● **What the exercise asks**:
Your response must be made up of each line in the data below that contains the string "piece".
:: Material provided ::
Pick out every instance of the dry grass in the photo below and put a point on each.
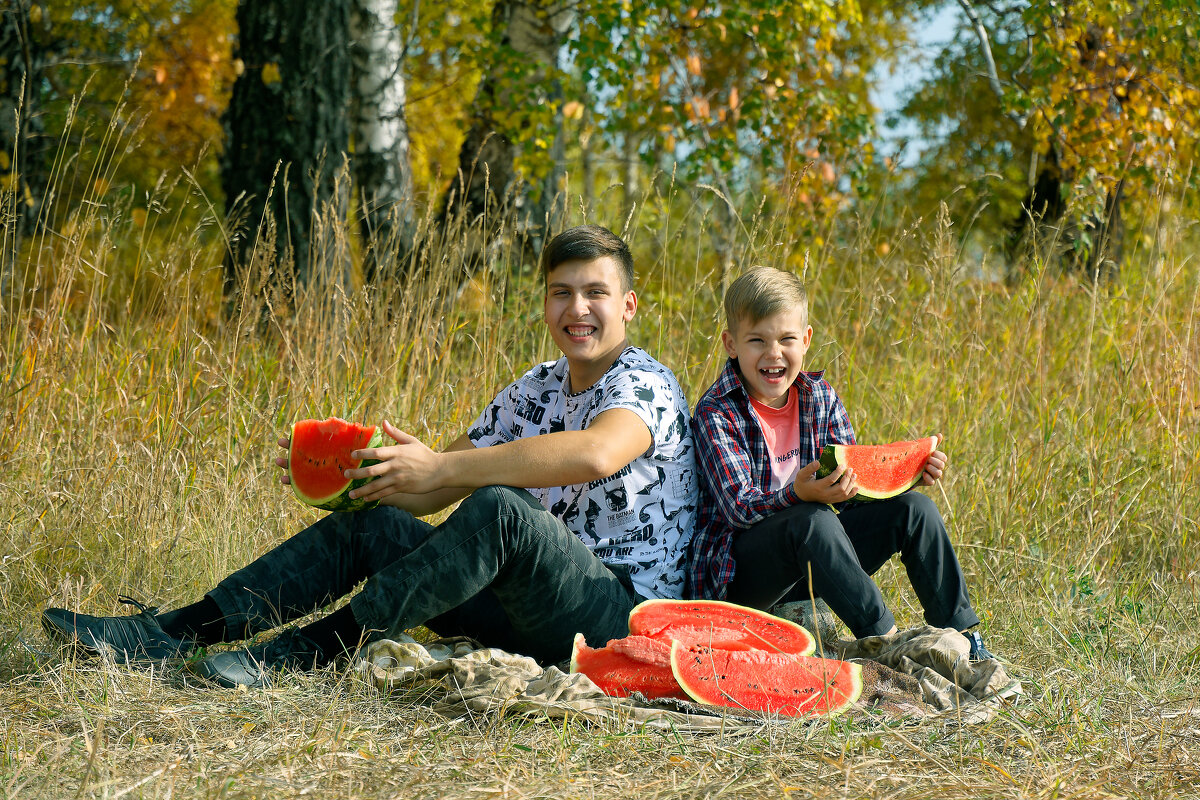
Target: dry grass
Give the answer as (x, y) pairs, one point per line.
(139, 426)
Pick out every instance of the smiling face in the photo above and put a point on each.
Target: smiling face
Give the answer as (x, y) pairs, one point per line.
(587, 311)
(769, 353)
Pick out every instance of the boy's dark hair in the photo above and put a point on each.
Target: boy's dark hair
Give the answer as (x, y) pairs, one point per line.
(762, 292)
(587, 244)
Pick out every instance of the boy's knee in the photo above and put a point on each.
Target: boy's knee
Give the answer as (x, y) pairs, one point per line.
(918, 505)
(813, 523)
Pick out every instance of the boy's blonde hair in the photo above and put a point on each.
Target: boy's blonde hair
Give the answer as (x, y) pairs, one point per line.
(762, 292)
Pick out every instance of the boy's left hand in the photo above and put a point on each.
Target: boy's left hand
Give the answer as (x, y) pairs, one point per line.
(407, 467)
(934, 467)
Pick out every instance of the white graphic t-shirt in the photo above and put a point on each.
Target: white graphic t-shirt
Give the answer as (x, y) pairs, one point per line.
(642, 516)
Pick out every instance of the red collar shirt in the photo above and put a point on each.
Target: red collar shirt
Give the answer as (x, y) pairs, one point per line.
(735, 468)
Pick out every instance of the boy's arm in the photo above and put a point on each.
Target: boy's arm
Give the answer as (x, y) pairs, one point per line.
(613, 439)
(420, 505)
(729, 473)
(838, 429)
(415, 504)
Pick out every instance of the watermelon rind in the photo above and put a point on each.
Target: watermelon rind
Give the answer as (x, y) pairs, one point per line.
(769, 683)
(693, 619)
(341, 499)
(617, 673)
(833, 456)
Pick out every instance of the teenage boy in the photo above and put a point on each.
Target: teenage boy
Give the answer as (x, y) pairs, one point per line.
(767, 528)
(600, 443)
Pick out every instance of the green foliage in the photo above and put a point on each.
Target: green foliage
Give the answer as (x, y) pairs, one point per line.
(1110, 86)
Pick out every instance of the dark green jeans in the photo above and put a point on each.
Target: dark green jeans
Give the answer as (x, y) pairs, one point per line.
(501, 569)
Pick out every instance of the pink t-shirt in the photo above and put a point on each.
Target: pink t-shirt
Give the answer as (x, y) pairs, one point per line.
(781, 429)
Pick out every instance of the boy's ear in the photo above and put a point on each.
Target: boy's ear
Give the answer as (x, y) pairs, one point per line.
(730, 346)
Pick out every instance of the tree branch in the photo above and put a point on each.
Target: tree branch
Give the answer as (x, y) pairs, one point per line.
(985, 46)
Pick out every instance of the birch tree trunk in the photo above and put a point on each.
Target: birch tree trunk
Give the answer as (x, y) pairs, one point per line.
(382, 172)
(534, 31)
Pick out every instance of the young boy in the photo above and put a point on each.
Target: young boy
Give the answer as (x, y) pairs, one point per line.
(766, 528)
(600, 444)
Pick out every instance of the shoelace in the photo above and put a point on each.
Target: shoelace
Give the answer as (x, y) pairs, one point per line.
(149, 611)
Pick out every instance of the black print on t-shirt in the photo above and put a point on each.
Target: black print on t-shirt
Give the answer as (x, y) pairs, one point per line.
(589, 518)
(617, 498)
(641, 517)
(653, 487)
(529, 410)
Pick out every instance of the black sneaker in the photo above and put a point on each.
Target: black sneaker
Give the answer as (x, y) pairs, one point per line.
(138, 638)
(252, 666)
(978, 651)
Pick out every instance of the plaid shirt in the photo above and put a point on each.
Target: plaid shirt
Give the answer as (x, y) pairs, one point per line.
(735, 468)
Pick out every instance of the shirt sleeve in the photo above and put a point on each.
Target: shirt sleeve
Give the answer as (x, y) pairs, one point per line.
(838, 429)
(651, 396)
(497, 423)
(727, 471)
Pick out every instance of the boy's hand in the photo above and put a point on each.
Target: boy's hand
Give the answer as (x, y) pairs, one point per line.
(282, 463)
(835, 487)
(407, 467)
(934, 467)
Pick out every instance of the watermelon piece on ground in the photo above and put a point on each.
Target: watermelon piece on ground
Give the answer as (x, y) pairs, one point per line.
(617, 673)
(882, 470)
(719, 624)
(319, 455)
(773, 683)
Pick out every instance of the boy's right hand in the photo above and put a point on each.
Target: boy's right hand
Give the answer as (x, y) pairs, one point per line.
(282, 463)
(835, 487)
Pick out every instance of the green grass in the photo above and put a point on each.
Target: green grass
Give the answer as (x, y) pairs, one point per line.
(138, 435)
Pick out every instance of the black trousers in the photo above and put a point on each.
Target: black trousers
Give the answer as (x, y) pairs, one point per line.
(774, 559)
(501, 569)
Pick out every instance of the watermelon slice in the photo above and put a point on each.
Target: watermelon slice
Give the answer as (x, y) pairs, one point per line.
(617, 671)
(719, 625)
(319, 456)
(883, 470)
(773, 683)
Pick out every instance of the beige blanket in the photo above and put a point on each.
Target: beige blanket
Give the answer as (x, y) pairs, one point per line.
(916, 674)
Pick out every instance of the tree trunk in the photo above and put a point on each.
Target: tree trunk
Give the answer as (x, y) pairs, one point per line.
(533, 32)
(24, 49)
(629, 160)
(287, 134)
(382, 172)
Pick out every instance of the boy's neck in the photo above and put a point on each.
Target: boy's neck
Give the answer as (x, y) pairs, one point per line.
(582, 376)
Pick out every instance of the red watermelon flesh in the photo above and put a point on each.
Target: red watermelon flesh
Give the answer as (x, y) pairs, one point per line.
(720, 625)
(882, 470)
(617, 674)
(318, 457)
(773, 683)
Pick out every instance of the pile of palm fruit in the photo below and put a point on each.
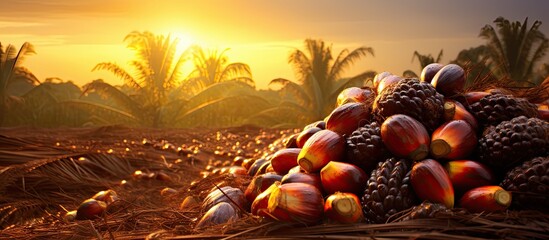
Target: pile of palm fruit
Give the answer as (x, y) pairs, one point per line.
(420, 146)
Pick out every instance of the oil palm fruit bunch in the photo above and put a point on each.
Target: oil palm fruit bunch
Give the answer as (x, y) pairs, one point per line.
(486, 199)
(411, 97)
(512, 142)
(405, 137)
(426, 210)
(388, 190)
(529, 183)
(365, 148)
(431, 183)
(497, 107)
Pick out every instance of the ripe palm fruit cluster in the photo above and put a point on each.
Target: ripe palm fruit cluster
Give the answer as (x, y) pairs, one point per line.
(407, 146)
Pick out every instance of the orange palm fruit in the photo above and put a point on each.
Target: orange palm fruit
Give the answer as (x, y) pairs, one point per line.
(343, 208)
(455, 139)
(449, 80)
(454, 110)
(347, 118)
(486, 199)
(405, 137)
(377, 79)
(259, 184)
(296, 202)
(386, 82)
(305, 135)
(344, 177)
(285, 159)
(431, 183)
(429, 72)
(473, 97)
(308, 178)
(90, 209)
(321, 148)
(467, 174)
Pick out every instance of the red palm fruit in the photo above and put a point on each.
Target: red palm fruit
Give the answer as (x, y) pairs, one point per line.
(108, 196)
(473, 97)
(344, 177)
(431, 183)
(259, 184)
(256, 165)
(296, 169)
(321, 148)
(449, 80)
(347, 118)
(466, 175)
(386, 82)
(343, 208)
(486, 199)
(308, 178)
(296, 202)
(261, 202)
(285, 159)
(453, 110)
(429, 72)
(221, 213)
(405, 137)
(90, 209)
(237, 170)
(455, 139)
(377, 79)
(305, 135)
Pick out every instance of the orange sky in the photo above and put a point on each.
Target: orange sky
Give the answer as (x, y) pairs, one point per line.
(70, 36)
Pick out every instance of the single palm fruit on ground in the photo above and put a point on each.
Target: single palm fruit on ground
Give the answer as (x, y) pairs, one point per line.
(365, 148)
(454, 110)
(285, 159)
(219, 214)
(511, 142)
(411, 97)
(495, 108)
(347, 118)
(388, 190)
(377, 79)
(308, 178)
(467, 174)
(343, 208)
(321, 148)
(431, 183)
(296, 202)
(449, 80)
(486, 199)
(259, 184)
(90, 209)
(426, 210)
(405, 137)
(305, 135)
(429, 72)
(455, 139)
(343, 177)
(529, 183)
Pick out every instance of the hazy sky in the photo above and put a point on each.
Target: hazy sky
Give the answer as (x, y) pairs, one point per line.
(71, 36)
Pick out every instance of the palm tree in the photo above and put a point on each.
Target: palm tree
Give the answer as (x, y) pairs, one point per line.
(318, 80)
(514, 49)
(157, 72)
(10, 63)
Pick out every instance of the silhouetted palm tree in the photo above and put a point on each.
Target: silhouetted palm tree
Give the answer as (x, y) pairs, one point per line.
(318, 79)
(514, 49)
(10, 61)
(157, 72)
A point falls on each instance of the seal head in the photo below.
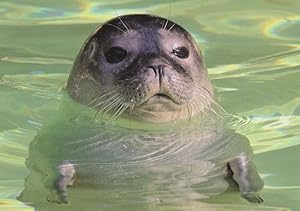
(142, 66)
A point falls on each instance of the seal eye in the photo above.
(115, 54)
(181, 52)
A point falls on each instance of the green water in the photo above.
(251, 48)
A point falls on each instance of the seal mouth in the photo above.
(160, 98)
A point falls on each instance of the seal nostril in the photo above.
(154, 68)
(157, 69)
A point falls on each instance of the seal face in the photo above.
(144, 66)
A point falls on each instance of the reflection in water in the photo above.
(182, 167)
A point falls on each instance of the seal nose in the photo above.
(158, 70)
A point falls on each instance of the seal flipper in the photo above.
(246, 175)
(58, 186)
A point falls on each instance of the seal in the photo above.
(160, 127)
(148, 67)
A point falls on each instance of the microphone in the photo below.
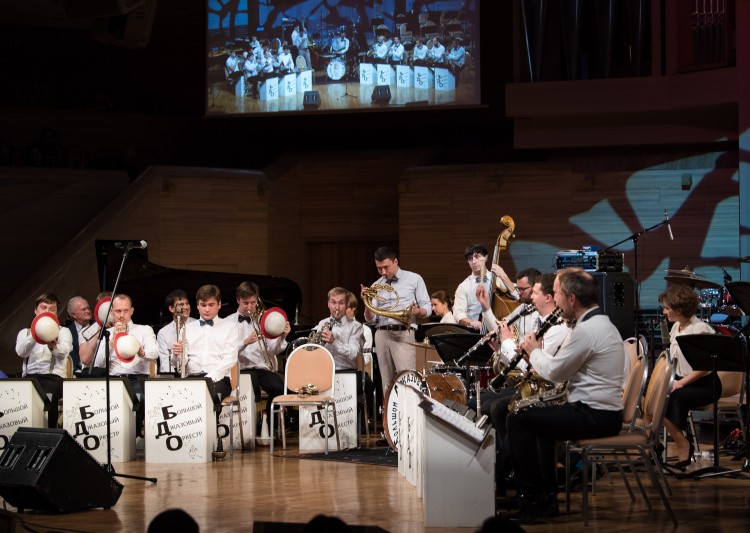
(131, 245)
(669, 226)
:::
● **Output of the exercise**:
Pick out every instance of the watermelon piece on ground in the photo above and put a point on each.
Target: watermelon piece on ground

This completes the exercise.